§ **Extract provided**:

╔══

China To Begin Work On Experimental Thorium Salt-Cooled Reactors

By David Dalton
19 June 2014

19 Jun (NucNet): Shanghai’s Institute of Applied Physics will begin construction in 2017 of two Generation IV experimental thorium nuclear reactors – a two-megawatt pebble-bed fluoride salt-cooled reactor and a 2-MW molten salt reactor.

The institute also said it would begin construction of a pilot 10-MW thorium based molten salt reactor in 2025.

The reactors all use solid thorium-uranium fuel cooled by molten salt and are one of the key reactor technologies identified for research by the Generation IV International Forum, which sees 13 countries and regions collaborate in the development of Generation IV nuclear energy systems.

The pebble-bed fluoride salt-cooled reactor will use a thorium-uranium once-through alternative fuel cycle and the molten salt reactor a thorium-uranium modified open fuel cycle.

According to the London-based Alvin Weinberg Foundation, which supports the development of next generation reactors, molten salt reactors represent “a revolutionary advance” in nuclear energy technology. They have many potential benefits over current nuclear reactors, including generating much smaller quantities of waste, far more efficient fuel use and lower construction costs. They have passive safety features, which ensure safe operation without human or mechanical intervention.

╚══

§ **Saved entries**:
╔══

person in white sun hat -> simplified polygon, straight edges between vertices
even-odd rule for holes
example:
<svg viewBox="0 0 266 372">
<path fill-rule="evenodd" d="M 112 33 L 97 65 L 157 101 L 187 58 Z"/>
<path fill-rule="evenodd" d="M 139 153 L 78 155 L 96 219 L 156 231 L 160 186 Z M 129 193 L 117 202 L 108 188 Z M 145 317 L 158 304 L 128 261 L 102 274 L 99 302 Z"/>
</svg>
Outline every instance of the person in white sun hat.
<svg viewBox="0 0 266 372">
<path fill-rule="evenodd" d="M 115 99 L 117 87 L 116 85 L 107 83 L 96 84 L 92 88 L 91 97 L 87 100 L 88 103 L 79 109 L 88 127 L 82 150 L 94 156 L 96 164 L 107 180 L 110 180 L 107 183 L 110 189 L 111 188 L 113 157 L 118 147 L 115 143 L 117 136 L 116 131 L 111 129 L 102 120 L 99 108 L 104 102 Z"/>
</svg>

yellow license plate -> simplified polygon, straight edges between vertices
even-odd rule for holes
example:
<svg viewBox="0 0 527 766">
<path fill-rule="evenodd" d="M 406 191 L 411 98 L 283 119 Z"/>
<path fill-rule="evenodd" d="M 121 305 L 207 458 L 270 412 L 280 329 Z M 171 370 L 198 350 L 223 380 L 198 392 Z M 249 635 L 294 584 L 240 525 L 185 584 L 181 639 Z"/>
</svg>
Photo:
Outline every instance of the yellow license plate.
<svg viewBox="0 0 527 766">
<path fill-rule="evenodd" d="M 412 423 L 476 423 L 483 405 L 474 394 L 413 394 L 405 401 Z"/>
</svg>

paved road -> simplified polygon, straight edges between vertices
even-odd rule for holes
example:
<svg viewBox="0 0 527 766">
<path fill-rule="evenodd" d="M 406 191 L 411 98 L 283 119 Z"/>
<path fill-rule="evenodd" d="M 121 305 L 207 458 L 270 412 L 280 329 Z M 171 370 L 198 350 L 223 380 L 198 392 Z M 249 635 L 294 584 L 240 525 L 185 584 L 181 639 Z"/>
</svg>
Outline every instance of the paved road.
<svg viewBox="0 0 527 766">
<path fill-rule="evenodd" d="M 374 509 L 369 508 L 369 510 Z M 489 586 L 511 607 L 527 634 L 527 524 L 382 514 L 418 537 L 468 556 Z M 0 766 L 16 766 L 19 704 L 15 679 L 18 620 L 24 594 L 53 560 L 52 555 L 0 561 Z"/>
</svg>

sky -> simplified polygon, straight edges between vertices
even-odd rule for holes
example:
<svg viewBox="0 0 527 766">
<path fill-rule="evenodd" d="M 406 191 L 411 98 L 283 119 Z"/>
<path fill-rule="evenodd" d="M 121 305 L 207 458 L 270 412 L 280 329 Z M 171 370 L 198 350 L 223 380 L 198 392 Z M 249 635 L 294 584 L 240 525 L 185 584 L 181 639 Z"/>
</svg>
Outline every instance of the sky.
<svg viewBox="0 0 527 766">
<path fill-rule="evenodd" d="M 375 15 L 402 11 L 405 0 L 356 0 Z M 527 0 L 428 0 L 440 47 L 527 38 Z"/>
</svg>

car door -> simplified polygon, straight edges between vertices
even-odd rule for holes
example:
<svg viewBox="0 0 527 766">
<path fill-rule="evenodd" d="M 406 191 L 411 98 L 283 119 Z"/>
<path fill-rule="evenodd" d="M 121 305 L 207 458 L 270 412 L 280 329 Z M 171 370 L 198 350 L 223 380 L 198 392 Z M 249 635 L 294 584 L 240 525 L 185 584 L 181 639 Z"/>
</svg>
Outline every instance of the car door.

╚══

§ **Task**:
Reproduce everything in the thorium reactor article from "By David Dalton" down to "molten salt reactor.".

§ **Your response**:
By David Dalton
19 June 2014

19 Jun (NucNet): Shanghai’s Institute of Applied Physics will begin construction in 2017 of two Generation IV experimental thorium nuclear reactors – a two-megawatt pebble-bed fluoride salt-cooled reactor and a 2-MW molten salt reactor.